(WHAT IS BEING ASKED):
Filter the listing below and copy out every line that contains the word "white".

Recorded data:
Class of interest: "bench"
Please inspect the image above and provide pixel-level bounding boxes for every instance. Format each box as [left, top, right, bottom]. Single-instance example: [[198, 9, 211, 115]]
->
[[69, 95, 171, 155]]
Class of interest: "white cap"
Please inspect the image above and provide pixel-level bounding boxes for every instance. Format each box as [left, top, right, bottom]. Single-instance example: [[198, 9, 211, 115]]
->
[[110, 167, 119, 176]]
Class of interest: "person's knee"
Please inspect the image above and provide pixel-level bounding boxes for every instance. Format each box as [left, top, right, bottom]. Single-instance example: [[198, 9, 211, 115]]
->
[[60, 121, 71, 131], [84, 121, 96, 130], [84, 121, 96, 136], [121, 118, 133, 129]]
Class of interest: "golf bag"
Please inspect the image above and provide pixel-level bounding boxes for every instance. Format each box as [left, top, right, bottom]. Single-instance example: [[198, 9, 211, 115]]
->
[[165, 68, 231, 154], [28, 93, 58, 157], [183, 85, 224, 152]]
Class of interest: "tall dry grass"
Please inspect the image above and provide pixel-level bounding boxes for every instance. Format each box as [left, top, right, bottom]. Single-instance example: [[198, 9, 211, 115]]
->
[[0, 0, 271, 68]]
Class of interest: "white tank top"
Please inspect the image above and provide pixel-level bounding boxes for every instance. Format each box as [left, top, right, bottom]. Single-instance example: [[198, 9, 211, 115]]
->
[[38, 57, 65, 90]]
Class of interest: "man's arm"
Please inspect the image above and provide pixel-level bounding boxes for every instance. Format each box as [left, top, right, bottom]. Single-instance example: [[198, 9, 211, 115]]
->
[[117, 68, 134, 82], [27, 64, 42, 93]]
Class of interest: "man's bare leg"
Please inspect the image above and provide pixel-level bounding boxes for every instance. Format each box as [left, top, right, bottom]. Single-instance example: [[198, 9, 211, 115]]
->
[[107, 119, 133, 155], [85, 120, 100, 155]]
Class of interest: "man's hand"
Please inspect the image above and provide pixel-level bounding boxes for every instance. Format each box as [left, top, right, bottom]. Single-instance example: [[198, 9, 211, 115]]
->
--
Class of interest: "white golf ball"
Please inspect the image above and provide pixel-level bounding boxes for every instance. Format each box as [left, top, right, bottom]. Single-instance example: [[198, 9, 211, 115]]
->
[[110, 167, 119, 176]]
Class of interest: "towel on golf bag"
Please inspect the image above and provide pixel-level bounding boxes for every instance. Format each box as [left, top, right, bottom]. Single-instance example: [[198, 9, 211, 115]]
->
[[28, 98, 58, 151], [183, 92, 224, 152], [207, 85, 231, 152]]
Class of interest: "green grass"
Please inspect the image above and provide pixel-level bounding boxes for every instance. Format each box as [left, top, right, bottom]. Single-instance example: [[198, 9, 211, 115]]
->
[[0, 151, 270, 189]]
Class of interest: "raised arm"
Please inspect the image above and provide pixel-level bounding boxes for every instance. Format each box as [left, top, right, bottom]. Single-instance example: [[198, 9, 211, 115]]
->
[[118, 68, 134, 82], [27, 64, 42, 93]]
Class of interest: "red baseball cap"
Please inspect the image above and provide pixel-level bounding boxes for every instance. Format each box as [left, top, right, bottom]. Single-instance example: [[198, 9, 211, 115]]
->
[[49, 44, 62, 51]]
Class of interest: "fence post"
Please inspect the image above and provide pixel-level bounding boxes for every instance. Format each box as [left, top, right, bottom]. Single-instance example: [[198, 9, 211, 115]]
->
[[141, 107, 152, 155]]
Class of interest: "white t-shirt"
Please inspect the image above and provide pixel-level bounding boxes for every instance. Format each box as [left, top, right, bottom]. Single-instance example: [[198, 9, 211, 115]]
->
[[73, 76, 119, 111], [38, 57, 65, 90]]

(SOLUTION):
Class of interest: "white cap"
Class of interest: "white tank top"
Class of interest: "white golf ball"
Class of interest: "white t-shirt"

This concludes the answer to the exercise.